- Directions:
1. According to the workshop description, how many years of experience does Essential Partners have in designing and facilitating dialogue?
2. Extend the workshop description past its final line.

- Text passage:
Incoming students are mourning the loss of social connections, ceremonies, sports, and celebrations of their senior years of high school. Rising 2nd and 3rd-year students are weighing their educational path and institutional choices in the midst of uncertainty. And students entering their final year filled with anxiety and distance while they prepare for the transition into a social and economic turbulent environment.  

While many campus programs and practices have continued in some form, most programs and initiatives were significantly altered or halted when campuses closed and the education field moved online.  As a result, colleges and universities are struggling to create the kinds of connection, inclusion, and commitment that happens when a campus can come together.

  • How do you shift that anxiety into common purpose and belonging? 
  • How do you create connections strong enough to hold your community together? 
  • How do you make sure that the next school year—even remote—is essential to the lives of your students?

About the Workshop 

This workshop will explore the power of dialogue to build connections, emotional intelligence, patterns of civic engagement that will prepare your students for the coming school year – distanced or in person. Adapting their 30 years of experience designing and facilitating dialogue into a virtual space, Essential Partners will assist campuses to explore how dialogues have the power to shape your students' experience of this challenging times, bring them back to campus in the fall deeply rooted in their own strengths, invested in one another, and committed to participating fully in college life.

In this introductory workshop, participants will:

  • Participate in a small group Reflective Structured Dialogue about people’s experiences of the crises.
  • Discuss how trauma-informed spaces and clarity of designed conversations can create connection, support emotional wellbeing, and build empathy.
  • Discuss opportunities of summertime to build a commitment to return in the fall.
  • Introduce participants to the potential ways they may further collaborate with Essential Partners on training and program design during the year to come.  
  • Receive one complimentary follow-up consulting hour to discuss the possibilities on their campus.

Who Should Attend?

  • Student Affairs leaders who are seeking ways to build campus community. 
  • Orientation and First Year Program staff who are helping incoming students navigating the college going process.

- Given information:
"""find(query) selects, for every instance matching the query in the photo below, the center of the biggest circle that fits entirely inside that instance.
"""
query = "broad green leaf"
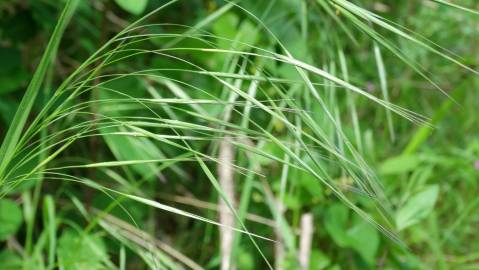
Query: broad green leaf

- The results:
1. 30 years.

2.
  • Diversity, Inclusion, and Student Success staff who support first generation and low-income students. 
  • Faculty who are looking for innovated pedagogies to shape student learning in their classes.
  • Leadership development and/or civic engagement faculty and staff who desire to build students’ abilities to build communities and work through differences.  

About Essential Partners


For 30 years Essential Partners has empowered colleges and universities to have the most important conversations in ways that build connection, trust, and understanding.  In this unique moment of isolation, uncertainty, and disconnection, we need to break our usual patterns of communication and create new and powerful ways of speaking and listening to each other.

Featured Facilitator


John Sarrouf is is co-Executive Director for Essential Partners. He has facilitated dialogues on issues such as guns in America, police – community relations, Israel-Palestine, Muslim-Jewish relations, abortion, human sexuality in the Christian Church, and race in America. He has helped to start dialogue programs at universities, organizations, cities and towns across the country. He served as the Assistant Director of Difficult Dialogues at Clark University and helped start the Peace and Conflict Studies program at Gordon College. John lead a team from five universities studying the use of dialogue for the development of intellectual humility, conviction, and engagement in the classroom with funding from the Templeton Foundation. He is the author of several dialogue guides about issues like the opiate crisis, the border wall, firearms in America, and the red-blue divide.